## EXERCISE DETAILS
Copy out every line in the records below that contains the word "pocket", and report them.

## DATA RECORDS
----------

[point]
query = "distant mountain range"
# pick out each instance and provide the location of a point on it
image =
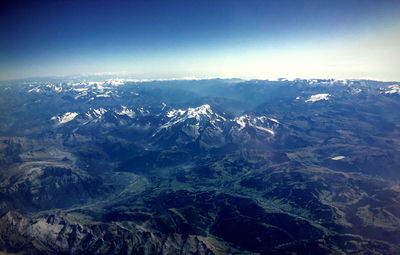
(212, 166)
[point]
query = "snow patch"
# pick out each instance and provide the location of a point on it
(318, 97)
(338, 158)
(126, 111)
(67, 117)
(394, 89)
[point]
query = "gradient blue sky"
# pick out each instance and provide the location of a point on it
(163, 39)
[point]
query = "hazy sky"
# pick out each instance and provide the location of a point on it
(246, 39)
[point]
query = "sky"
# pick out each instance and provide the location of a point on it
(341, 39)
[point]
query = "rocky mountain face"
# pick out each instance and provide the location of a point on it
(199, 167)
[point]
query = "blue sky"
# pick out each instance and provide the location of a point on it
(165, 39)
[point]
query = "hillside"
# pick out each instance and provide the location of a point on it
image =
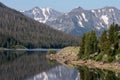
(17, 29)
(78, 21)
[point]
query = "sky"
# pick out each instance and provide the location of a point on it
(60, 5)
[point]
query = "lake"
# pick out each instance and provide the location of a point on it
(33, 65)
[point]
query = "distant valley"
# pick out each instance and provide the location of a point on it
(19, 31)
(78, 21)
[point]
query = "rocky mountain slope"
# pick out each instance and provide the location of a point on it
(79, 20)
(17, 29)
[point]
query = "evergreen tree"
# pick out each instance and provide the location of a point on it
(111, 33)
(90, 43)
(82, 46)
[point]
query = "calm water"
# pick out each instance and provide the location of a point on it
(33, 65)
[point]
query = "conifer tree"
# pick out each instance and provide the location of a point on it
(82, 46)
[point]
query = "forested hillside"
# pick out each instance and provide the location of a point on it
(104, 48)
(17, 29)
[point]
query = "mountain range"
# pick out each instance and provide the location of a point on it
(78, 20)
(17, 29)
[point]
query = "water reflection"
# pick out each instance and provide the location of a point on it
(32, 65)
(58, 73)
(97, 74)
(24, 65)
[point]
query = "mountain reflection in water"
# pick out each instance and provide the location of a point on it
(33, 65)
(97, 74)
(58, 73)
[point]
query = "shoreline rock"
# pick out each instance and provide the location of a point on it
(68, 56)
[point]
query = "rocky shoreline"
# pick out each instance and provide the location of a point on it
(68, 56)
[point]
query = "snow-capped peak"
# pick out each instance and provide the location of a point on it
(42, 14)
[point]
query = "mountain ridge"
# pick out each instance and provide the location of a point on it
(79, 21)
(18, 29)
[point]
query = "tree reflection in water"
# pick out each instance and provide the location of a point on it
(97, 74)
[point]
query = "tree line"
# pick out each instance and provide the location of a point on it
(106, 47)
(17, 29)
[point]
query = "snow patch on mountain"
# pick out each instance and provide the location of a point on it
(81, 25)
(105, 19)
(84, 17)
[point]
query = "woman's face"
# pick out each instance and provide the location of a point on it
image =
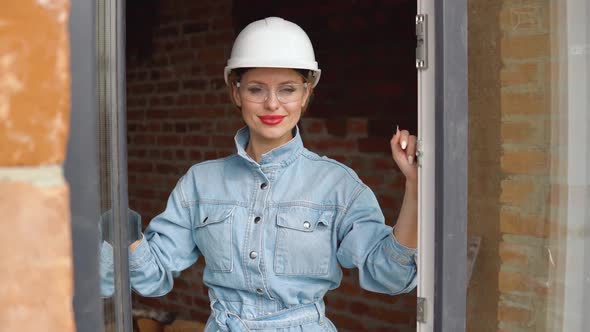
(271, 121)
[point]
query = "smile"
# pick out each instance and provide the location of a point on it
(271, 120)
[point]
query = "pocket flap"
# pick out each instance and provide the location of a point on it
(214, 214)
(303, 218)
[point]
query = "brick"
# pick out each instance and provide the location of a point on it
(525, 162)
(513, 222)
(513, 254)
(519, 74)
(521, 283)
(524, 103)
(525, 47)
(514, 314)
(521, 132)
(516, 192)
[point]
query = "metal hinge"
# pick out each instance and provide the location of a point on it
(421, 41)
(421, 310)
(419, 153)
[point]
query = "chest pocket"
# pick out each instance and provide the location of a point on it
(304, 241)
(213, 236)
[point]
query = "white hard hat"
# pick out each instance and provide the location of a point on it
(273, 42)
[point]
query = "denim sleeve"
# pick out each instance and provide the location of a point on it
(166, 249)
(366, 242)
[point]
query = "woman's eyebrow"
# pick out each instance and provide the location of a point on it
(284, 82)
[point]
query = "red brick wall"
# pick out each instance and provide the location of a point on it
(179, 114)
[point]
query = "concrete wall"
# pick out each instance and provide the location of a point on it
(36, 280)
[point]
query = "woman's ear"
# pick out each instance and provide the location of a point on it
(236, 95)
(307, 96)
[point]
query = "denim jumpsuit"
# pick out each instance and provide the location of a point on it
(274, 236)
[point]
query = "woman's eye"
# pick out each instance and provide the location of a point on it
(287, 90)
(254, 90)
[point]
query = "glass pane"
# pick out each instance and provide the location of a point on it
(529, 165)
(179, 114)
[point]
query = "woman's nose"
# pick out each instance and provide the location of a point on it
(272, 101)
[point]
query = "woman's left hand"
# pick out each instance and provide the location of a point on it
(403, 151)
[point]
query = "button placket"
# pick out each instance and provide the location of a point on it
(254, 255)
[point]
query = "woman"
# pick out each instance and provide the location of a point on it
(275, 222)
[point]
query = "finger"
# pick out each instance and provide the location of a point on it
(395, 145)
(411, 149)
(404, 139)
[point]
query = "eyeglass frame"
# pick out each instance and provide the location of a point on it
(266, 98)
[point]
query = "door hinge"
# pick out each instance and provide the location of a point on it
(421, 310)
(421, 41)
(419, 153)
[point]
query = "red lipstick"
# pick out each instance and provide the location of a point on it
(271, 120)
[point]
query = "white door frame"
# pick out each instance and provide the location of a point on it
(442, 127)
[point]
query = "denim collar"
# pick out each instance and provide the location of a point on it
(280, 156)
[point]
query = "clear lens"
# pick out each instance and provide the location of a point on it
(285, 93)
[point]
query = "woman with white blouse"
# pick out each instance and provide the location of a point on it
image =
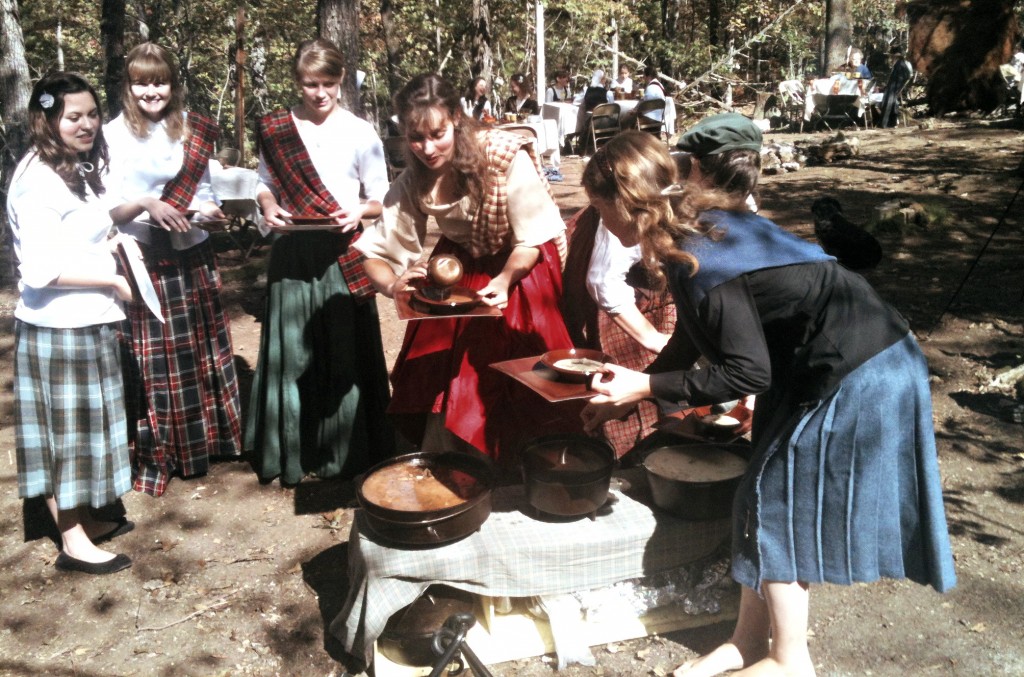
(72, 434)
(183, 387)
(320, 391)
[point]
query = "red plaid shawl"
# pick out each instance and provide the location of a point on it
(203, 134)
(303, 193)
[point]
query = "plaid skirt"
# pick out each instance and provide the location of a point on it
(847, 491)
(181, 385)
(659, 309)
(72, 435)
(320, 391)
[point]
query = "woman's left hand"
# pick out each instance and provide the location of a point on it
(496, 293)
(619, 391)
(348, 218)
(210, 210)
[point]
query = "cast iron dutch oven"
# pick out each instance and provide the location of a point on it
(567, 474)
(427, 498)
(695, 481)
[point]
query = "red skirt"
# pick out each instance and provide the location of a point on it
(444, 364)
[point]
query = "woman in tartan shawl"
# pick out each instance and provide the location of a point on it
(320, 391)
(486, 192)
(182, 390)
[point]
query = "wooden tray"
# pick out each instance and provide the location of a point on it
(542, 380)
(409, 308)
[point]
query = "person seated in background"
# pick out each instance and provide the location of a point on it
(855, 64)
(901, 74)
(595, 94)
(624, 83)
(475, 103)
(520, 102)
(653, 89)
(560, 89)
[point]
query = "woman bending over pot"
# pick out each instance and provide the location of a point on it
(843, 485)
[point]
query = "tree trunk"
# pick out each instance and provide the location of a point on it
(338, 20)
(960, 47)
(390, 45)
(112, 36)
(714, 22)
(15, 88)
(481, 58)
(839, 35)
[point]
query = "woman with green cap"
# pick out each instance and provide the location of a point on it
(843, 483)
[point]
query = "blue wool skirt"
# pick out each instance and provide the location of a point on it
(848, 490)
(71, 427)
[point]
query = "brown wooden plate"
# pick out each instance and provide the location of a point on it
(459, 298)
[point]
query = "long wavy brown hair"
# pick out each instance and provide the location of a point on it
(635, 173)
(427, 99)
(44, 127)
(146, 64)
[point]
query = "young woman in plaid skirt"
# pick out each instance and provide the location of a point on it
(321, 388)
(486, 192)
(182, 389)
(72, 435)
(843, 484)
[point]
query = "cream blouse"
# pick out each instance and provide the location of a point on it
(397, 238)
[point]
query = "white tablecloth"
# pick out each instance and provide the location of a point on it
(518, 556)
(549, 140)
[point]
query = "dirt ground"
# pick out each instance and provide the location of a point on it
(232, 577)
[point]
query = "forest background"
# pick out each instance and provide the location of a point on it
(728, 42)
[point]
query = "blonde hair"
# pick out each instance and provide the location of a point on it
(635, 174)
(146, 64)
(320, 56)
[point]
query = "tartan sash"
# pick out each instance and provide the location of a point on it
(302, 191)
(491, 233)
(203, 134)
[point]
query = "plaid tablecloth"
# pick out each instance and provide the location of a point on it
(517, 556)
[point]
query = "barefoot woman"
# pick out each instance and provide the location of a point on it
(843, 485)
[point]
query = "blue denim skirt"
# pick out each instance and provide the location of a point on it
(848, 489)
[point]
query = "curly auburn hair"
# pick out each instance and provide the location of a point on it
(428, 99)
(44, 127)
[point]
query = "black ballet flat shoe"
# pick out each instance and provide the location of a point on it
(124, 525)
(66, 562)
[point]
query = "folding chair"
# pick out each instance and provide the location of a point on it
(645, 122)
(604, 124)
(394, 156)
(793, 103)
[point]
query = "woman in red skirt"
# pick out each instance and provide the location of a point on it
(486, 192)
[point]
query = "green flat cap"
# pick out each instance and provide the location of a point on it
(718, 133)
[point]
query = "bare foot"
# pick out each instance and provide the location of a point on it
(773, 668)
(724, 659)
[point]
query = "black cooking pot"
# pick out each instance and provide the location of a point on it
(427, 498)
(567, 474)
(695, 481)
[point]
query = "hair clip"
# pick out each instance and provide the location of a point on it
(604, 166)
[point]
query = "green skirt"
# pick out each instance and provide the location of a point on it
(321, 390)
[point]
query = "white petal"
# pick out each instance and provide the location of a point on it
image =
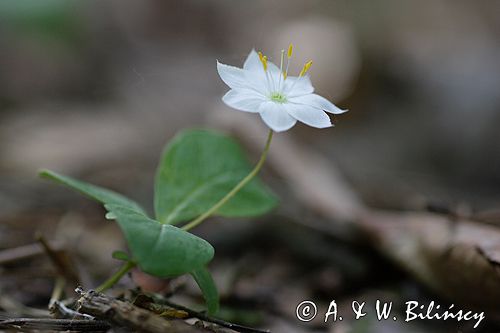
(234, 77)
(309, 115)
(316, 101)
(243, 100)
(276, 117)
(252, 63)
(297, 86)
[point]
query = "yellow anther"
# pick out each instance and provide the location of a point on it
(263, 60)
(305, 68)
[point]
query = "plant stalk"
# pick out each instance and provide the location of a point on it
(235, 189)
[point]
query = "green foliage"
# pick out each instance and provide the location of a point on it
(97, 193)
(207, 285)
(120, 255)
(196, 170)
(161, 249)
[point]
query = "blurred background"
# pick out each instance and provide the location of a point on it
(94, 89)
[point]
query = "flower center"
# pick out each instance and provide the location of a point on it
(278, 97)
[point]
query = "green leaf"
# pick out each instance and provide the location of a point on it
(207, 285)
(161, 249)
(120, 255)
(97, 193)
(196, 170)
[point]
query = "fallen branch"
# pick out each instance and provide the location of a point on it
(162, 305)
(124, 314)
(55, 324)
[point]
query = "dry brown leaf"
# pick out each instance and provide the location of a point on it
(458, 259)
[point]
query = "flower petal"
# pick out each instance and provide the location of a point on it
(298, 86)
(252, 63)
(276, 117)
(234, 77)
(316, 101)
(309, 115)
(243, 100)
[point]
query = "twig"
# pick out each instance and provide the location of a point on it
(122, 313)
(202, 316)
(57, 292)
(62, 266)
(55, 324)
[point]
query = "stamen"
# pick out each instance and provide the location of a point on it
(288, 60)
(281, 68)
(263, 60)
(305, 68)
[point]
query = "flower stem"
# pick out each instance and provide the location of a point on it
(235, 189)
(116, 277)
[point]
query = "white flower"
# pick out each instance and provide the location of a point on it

----------

## FINISHED EXERCISE
query = "pocket flap"
query = "chest pocket"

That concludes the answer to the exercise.